RECORD SET:
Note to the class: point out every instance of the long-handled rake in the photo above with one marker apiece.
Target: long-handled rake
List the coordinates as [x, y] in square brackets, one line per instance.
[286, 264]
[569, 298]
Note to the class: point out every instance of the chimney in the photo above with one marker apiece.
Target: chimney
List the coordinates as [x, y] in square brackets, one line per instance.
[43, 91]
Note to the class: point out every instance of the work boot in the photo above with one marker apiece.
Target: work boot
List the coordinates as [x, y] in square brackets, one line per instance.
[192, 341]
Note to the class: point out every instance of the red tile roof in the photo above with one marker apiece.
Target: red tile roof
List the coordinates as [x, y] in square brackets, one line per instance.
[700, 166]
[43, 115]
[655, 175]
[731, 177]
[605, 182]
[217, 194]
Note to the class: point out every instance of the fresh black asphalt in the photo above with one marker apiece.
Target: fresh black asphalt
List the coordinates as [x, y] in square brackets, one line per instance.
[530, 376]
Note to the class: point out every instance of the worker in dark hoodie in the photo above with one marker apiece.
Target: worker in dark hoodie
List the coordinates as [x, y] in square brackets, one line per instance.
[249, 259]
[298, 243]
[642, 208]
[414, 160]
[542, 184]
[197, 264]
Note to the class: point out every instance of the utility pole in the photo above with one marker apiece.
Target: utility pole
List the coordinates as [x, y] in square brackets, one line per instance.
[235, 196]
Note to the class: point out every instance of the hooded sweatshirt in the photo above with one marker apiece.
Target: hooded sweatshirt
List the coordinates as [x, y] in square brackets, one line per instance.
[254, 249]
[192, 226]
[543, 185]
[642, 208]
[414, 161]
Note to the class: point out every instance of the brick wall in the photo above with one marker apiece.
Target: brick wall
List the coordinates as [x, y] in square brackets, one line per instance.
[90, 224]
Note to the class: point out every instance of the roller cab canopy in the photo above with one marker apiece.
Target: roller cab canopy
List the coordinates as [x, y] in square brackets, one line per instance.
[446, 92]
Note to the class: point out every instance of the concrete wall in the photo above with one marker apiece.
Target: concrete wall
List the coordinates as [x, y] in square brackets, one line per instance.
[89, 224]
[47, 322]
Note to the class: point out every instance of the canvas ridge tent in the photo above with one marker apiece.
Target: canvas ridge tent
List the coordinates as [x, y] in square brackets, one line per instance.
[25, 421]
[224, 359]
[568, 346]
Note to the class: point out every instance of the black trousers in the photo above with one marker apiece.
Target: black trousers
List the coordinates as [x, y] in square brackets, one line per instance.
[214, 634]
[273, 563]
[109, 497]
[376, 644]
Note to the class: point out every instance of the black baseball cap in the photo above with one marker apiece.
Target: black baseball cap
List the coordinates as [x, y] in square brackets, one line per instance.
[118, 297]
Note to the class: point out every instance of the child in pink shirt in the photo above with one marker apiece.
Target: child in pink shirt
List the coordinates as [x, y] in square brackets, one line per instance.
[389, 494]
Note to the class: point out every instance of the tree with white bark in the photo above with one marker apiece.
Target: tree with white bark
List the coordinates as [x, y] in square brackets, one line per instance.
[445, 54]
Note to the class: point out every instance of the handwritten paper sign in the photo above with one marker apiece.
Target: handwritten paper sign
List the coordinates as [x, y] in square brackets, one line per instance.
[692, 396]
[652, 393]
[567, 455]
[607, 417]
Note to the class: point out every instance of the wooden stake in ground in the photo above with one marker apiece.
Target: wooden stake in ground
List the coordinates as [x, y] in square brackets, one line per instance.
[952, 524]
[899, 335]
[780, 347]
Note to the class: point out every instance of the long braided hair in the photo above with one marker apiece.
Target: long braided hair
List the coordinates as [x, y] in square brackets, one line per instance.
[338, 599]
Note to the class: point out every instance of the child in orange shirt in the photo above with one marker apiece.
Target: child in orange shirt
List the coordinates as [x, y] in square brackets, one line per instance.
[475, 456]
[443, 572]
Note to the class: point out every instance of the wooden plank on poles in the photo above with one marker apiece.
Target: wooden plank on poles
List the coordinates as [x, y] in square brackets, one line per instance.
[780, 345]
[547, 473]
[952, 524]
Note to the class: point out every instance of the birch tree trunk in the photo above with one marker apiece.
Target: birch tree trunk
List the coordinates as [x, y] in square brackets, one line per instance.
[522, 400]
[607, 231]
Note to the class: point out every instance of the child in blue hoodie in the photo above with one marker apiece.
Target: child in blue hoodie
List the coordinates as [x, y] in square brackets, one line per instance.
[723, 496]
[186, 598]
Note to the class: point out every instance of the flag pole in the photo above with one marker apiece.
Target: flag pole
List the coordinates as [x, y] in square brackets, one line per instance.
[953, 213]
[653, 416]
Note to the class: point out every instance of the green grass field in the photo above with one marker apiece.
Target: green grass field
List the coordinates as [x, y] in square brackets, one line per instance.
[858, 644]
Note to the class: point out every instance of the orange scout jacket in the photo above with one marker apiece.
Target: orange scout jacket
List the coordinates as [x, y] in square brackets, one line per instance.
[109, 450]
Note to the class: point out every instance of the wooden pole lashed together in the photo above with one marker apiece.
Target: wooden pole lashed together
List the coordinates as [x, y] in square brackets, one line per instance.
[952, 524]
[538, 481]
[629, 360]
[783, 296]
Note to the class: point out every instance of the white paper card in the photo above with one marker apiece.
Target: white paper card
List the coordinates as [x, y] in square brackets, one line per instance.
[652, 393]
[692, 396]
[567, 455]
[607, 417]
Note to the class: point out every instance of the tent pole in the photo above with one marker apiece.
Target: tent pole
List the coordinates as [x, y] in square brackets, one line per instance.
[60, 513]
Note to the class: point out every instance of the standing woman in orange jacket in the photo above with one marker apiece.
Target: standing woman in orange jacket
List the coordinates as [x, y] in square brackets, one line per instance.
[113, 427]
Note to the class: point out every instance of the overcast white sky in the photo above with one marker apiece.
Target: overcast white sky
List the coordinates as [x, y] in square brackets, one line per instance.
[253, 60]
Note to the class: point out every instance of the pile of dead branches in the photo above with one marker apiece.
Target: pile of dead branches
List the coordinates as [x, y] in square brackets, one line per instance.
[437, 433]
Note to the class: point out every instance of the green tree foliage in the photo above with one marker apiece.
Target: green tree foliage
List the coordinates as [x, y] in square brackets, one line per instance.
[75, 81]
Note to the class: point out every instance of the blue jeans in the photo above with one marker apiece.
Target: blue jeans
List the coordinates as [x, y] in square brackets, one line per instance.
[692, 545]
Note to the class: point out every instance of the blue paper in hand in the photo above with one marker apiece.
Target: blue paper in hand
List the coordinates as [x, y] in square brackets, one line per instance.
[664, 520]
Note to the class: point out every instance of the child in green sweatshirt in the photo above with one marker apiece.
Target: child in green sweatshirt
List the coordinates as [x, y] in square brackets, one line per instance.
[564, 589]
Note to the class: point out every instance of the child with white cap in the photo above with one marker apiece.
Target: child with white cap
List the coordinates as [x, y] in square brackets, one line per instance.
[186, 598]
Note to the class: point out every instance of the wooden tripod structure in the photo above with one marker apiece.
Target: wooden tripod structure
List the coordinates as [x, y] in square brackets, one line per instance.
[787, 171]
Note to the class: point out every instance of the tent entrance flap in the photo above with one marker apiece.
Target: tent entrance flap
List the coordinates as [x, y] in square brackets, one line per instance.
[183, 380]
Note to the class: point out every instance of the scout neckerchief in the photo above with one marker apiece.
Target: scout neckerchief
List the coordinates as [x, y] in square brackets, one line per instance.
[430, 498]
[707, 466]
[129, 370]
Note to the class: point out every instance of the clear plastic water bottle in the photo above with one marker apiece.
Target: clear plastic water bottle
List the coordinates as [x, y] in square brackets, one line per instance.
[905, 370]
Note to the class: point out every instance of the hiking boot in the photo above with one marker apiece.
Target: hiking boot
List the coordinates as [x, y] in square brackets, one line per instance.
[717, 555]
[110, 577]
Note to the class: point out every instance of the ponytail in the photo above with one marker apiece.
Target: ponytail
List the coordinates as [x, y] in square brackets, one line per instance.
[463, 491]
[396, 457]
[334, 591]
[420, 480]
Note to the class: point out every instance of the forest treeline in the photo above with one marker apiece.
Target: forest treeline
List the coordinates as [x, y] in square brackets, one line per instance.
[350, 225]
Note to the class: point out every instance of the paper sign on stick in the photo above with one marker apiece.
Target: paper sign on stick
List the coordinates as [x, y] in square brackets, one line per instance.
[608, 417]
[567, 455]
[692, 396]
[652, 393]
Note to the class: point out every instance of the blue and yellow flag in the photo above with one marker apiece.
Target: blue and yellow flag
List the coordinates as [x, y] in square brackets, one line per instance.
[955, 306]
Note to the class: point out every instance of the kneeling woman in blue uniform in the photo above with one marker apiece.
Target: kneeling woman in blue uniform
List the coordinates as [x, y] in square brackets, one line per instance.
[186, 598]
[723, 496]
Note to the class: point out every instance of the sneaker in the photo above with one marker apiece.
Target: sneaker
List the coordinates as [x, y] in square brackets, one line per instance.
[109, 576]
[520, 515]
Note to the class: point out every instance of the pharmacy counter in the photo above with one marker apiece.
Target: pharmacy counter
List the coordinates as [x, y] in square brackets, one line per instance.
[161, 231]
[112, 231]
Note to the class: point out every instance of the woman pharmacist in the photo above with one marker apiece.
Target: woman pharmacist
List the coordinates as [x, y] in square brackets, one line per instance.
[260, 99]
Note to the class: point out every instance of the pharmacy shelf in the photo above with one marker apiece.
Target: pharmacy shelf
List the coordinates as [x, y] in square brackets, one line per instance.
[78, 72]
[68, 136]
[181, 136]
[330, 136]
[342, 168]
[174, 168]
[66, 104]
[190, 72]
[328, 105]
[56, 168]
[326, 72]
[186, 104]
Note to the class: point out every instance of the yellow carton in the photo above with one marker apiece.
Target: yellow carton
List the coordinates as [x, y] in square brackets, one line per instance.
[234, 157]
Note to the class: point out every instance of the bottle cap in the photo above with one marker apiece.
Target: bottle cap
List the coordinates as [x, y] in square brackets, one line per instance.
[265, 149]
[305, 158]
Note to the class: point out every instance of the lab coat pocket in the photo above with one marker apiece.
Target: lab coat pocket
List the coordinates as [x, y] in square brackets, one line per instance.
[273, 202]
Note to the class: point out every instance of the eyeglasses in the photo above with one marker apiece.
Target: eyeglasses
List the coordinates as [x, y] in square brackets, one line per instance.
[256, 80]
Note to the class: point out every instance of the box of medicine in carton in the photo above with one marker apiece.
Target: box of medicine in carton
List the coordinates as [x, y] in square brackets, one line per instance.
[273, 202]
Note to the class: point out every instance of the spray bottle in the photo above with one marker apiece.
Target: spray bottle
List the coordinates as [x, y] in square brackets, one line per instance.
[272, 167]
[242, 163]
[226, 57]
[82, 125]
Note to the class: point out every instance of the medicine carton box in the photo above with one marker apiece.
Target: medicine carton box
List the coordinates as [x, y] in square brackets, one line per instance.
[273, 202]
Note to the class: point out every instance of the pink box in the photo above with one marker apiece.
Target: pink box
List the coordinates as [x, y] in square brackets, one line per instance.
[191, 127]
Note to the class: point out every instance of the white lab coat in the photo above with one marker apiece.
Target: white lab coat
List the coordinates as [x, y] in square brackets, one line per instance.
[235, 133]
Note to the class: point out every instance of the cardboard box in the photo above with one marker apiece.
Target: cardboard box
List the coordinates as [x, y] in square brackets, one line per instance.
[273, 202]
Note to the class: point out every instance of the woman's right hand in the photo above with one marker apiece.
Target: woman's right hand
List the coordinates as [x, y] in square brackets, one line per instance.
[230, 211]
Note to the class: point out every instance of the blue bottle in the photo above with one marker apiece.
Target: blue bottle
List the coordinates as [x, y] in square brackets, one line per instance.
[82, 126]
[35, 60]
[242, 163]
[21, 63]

YOUR GOAL: Reproduce only the lines between the line containing "Note to the class: point out every instance of the woman's" and the last line of the records, those two lines included, exactly.

THE COMPLETED TASK:
Note to the class: point out every instance of the woman's right hand in the photo above with one marker apiece.
Target: woman's right hand
List the coordinates as [x, y] in square brackets, one line per instance.
[230, 211]
Note to the class: point out every instance of the blue bottle in the photo above with one marker apiece.
Target: blue bottle
List the coordinates as [x, y] in square brackets, one line per instance.
[82, 126]
[35, 60]
[242, 163]
[21, 63]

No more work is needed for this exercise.